--- start Source data ---

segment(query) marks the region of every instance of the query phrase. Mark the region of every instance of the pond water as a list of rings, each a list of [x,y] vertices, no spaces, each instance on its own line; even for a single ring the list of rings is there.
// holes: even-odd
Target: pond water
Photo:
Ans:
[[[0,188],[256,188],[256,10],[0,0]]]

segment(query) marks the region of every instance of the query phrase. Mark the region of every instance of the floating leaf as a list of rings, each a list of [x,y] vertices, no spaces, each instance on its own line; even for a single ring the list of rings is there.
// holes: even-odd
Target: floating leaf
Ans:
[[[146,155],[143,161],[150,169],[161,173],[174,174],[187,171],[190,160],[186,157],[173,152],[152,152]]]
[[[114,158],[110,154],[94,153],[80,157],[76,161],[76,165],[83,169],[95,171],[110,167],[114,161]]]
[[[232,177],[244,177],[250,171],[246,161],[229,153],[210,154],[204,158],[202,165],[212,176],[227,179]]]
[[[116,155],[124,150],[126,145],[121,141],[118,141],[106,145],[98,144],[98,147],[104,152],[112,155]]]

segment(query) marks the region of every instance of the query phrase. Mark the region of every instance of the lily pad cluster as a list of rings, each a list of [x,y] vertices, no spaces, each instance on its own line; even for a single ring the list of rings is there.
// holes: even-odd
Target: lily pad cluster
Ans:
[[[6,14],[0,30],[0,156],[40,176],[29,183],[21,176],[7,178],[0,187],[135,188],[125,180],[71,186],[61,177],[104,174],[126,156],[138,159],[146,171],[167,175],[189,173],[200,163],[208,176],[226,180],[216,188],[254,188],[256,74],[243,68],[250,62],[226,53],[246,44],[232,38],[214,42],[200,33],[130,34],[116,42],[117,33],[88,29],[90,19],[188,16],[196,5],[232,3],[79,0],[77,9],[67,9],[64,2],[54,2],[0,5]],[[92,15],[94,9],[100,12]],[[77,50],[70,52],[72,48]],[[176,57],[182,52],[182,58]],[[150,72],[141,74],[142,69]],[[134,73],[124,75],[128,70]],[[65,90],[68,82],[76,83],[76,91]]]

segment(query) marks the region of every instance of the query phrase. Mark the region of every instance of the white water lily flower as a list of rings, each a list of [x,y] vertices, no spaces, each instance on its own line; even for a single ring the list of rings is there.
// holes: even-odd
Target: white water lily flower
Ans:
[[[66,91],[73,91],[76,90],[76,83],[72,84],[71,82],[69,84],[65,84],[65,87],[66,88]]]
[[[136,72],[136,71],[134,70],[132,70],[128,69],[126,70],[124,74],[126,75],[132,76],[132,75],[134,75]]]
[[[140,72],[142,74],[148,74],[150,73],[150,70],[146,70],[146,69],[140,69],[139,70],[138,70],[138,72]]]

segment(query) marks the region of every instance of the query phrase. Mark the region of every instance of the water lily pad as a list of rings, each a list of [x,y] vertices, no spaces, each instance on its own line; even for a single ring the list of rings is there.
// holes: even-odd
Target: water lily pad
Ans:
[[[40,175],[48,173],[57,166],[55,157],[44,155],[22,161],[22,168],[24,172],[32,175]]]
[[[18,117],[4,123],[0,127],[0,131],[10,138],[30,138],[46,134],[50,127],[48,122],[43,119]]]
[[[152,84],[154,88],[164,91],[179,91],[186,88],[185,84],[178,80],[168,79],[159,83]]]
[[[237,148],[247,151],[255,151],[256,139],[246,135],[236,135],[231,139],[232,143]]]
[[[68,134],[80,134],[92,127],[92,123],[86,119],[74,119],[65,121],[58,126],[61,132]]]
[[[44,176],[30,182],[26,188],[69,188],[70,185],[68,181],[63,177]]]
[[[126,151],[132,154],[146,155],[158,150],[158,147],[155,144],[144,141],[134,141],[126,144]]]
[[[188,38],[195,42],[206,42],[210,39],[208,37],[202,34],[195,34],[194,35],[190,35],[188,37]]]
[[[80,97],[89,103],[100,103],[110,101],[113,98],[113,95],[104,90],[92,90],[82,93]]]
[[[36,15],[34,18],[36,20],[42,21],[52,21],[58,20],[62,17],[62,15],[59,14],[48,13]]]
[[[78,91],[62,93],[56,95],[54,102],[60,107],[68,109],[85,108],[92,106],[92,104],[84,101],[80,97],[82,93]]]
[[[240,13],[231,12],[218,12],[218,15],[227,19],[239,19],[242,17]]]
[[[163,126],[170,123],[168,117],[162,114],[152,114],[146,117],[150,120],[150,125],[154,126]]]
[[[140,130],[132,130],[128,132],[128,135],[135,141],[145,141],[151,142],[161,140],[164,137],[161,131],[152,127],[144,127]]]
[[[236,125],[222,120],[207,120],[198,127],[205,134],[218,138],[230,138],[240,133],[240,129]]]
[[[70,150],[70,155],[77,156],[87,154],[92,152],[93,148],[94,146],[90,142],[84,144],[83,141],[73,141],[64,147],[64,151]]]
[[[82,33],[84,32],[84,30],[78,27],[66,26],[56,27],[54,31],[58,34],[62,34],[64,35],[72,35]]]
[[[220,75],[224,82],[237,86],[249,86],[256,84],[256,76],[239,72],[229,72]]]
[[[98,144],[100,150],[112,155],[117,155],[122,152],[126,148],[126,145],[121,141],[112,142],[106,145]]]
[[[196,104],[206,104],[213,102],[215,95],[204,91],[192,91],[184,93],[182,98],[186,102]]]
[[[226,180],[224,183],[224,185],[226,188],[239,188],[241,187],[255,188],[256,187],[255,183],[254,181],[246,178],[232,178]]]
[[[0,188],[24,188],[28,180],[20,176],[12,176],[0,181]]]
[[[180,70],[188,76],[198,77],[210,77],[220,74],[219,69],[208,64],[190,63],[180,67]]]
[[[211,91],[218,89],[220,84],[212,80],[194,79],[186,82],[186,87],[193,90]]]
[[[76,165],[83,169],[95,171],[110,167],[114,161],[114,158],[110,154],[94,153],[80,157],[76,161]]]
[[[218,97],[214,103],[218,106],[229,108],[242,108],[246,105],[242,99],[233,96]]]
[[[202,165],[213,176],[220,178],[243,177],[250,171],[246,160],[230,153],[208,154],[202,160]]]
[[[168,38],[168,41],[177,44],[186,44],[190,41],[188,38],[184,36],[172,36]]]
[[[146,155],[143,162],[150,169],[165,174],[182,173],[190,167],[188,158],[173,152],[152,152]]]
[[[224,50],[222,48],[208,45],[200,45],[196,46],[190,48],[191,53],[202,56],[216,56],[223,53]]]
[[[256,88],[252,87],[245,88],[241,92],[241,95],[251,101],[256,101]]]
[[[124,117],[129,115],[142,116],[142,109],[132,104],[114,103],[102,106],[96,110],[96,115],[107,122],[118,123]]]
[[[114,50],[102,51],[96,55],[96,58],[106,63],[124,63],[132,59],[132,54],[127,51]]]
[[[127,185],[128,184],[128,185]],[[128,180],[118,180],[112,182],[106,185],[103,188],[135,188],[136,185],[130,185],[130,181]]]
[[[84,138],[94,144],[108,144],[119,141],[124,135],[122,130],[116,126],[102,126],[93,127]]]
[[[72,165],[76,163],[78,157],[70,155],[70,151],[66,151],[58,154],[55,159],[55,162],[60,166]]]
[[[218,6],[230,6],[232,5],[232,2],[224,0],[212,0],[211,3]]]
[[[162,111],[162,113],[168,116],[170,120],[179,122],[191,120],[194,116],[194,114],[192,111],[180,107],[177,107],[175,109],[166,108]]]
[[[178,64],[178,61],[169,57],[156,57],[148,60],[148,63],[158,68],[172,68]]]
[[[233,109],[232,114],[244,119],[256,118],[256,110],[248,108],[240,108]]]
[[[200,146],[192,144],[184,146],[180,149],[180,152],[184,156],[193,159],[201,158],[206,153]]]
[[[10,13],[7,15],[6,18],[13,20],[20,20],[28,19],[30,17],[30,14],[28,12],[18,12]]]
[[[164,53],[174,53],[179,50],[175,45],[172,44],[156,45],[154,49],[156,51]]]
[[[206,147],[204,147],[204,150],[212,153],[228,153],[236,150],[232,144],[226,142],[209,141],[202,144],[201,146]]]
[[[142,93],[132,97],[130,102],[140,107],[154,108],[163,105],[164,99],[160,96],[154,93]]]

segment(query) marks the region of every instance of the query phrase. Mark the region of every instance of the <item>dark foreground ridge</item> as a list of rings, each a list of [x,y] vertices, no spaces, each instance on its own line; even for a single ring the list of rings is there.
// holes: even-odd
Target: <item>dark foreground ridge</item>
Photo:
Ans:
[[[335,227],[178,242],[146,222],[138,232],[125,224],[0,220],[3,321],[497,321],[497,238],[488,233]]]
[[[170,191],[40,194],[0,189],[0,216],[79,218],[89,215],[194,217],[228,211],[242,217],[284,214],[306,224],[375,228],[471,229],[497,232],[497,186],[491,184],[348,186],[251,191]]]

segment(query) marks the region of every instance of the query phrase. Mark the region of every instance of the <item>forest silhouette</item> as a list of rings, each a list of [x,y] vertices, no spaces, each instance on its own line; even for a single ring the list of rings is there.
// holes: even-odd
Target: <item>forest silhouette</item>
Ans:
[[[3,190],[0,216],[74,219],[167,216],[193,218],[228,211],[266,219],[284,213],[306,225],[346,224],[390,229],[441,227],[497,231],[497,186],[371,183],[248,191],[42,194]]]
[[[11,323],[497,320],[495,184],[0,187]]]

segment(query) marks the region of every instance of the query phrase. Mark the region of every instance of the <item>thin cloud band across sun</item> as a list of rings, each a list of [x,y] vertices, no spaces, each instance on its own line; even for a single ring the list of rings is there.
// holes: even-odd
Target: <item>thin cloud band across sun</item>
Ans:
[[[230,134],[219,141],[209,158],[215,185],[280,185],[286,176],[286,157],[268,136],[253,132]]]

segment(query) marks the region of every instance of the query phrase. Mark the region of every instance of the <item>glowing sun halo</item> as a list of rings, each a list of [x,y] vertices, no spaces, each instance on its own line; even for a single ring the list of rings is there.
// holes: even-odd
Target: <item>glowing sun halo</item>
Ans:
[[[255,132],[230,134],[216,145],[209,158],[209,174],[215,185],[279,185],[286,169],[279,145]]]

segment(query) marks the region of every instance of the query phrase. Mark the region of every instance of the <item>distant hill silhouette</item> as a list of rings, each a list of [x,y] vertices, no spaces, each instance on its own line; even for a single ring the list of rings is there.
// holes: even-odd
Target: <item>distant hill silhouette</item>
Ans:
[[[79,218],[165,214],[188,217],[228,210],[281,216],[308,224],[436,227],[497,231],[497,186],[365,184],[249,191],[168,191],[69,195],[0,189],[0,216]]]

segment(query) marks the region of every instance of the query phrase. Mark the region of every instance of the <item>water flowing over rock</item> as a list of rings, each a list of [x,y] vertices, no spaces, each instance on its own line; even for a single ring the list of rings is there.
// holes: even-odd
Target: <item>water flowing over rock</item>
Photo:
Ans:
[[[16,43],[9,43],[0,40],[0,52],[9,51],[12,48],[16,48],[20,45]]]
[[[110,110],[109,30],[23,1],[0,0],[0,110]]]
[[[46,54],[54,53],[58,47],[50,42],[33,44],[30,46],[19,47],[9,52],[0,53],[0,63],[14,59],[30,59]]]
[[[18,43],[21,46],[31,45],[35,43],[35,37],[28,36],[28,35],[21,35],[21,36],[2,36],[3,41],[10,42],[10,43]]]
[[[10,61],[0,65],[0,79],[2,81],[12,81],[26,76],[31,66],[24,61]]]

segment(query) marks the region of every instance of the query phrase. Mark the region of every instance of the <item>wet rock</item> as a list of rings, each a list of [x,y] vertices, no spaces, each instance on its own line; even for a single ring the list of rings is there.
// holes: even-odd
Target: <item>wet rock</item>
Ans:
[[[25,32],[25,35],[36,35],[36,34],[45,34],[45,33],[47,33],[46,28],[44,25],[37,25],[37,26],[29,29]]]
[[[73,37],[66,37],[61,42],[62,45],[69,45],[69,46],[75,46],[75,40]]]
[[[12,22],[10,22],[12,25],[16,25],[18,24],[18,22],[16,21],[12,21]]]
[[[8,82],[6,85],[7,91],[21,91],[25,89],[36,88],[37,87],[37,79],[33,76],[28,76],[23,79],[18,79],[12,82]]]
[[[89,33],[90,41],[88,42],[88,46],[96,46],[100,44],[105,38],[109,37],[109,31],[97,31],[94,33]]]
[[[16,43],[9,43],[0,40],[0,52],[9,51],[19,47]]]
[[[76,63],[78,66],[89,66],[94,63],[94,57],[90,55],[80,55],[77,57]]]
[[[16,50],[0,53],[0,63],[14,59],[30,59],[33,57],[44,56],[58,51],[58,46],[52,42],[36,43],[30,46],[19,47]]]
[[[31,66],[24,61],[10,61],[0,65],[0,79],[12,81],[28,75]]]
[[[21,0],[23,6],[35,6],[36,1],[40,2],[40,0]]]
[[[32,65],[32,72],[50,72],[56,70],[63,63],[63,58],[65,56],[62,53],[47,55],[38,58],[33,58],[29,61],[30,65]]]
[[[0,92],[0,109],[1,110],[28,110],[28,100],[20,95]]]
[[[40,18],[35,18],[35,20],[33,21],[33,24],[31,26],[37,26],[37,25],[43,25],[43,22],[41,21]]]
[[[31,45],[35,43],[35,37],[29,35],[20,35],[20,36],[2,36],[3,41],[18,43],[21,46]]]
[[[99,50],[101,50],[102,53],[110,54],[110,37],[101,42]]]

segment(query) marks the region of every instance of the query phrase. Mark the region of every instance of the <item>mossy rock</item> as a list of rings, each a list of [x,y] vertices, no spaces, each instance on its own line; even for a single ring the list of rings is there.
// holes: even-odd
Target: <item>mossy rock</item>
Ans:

--- end Source data ---

Exactly reproduce the lines from the one containing "of the <item>mossy" through the end of the records, and only those lines.

segment(query) marks the region of every instance of the query phrase. Mark the region of every instance of the <item>mossy rock</item> as a list of rings, each a list of [x,y] vertices, no spaces, each instance on its own line; even for a single ring the list of rings is there.
// holes: even-odd
Target: <item>mossy rock</item>
Ans:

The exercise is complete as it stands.